Page text:
______

We can see intutively that synonymous words will have very similar rows because in a large corpus of text they will have similar context words. We can take the row for any word, normalise it (to turn it into a unit vector) and declare that row as the vector representation of that word. Then, taking the dot-product of vectors of similar words will result in a number close to 1.

This marks our first breakthrough. We have finally devised a representation of words which our computer can understand and then tell us which words are similar by doing an operation as simple as a dot-product. But it is only when we put this algorithm to practice in real-world do we notice that it has numerous shortcomings some of which are:

1. Every word is represented by a ${|V|}$ dimensional vector. ${|V|}$ can be of the order of millions because it is the lenght of our vocabulary. Storing vector for every word takes a toll on memory of our computer.

2. ${M}$ is a huge ${|V|\times |V|}$ matrix which is sparse. This means that most of the entries of our matrix are 0. This is because most of the words don't occur in context of some particular words for eg words 'heat' and 'snow' probably never occur in context of each other.

3. Some of the words occur numerous times in context of other words which isn't very informative for.eg words like 'the' and 'is' occur in contexts of almost every word many times. This leads to drastic imbalance in word-frequency.

4. New words are constantly being added to vocabulary. Words like 'instagram' and 'google' may not be in vocabulary of ancient texts but they are so prevalent now that they need their own definitions in a standard dictionary. 

Let's try to tackle these shortcomings ony by one.

We have the concept of **Singular Value Decompostition (SVD)** to our rescue for tackling the first shortcoming. Take a number, for instance 68. We can write 68 as 2*2*17. Writing down it's factors reveals a lot of facts about the number 68 like it is divisible by 2,4 and 17, it is multiple of a prime number etc. Similarly, factoring a matrix can reveal a lot of facts about it. SVD says that any matrix A can be factorised in two three simple matrices ${U, \Sigma}$ and ${V}$  as ${U\Sigma V^{T}}$ where ${U}$ and ${V}$ are orthogonal matrices and ${\Sigma}$ is a diagonal matrix.

______

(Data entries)

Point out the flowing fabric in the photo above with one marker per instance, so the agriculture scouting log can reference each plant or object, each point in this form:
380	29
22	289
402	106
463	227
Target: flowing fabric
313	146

______

Exercise requirements:
(a) Retype the passage on word vectors, starting with "This marks our" and going on through "of our computer.".
(b) Which words does the passage on word vectors set inside single quotation marks? List them all.
(c) Carry on the passage on word vectors from the point where it stops.
The data entries aren't needed for any of this.

Task responses:
(a)
This marks our first breakthrough. We have finally devised a representation of words which our computer can understand and then tell us which words are similar by doing an operation as simple as a dot-product. But it is only when we put this algorithm to practice in real-world do we notice that it has numerous shortcomings some of which are:

1. Every word is represented by a ${|V|}$ dimensional vector. ${|V|}$ can be of the order of millions because it is the lenght of our vocabulary. Storing vector for every word takes a toll on memory of our computer.

(b) heat, snow, the, is, instagram, google

(c)
Let's do this with our count matrix ${M}$. ${M = U\Sigma V^{T}}$. Here, each of ${U, \Sigma}$ and ${V}$ are ${|V|\times |V|}$ matrix. Then we take only the first k columns of ${U}$ which results in ${|V|\times k}$ matrix. We declare the rows of this matrix as vector representations of our words. This now solves our first problem because each word is now a ${k}$ dimensional vector where ${k}$ can be chosen by us based on some threshold.

But the method of SVD which we used to circumvent one of our problems has some shortcomings in itself. SVD is not a trivial operation to perform. It does not scale well for large matrices because the amount of time it takes to perform SVD increases in quadratic fashion with respect to size of matrix. The matrix on which we want to perform SVD is already a huge matrix which will only get larger as new words are added in the vocabulary. These shortcomings are severe enough to compel us to look for other ways to find good vector representation of our words.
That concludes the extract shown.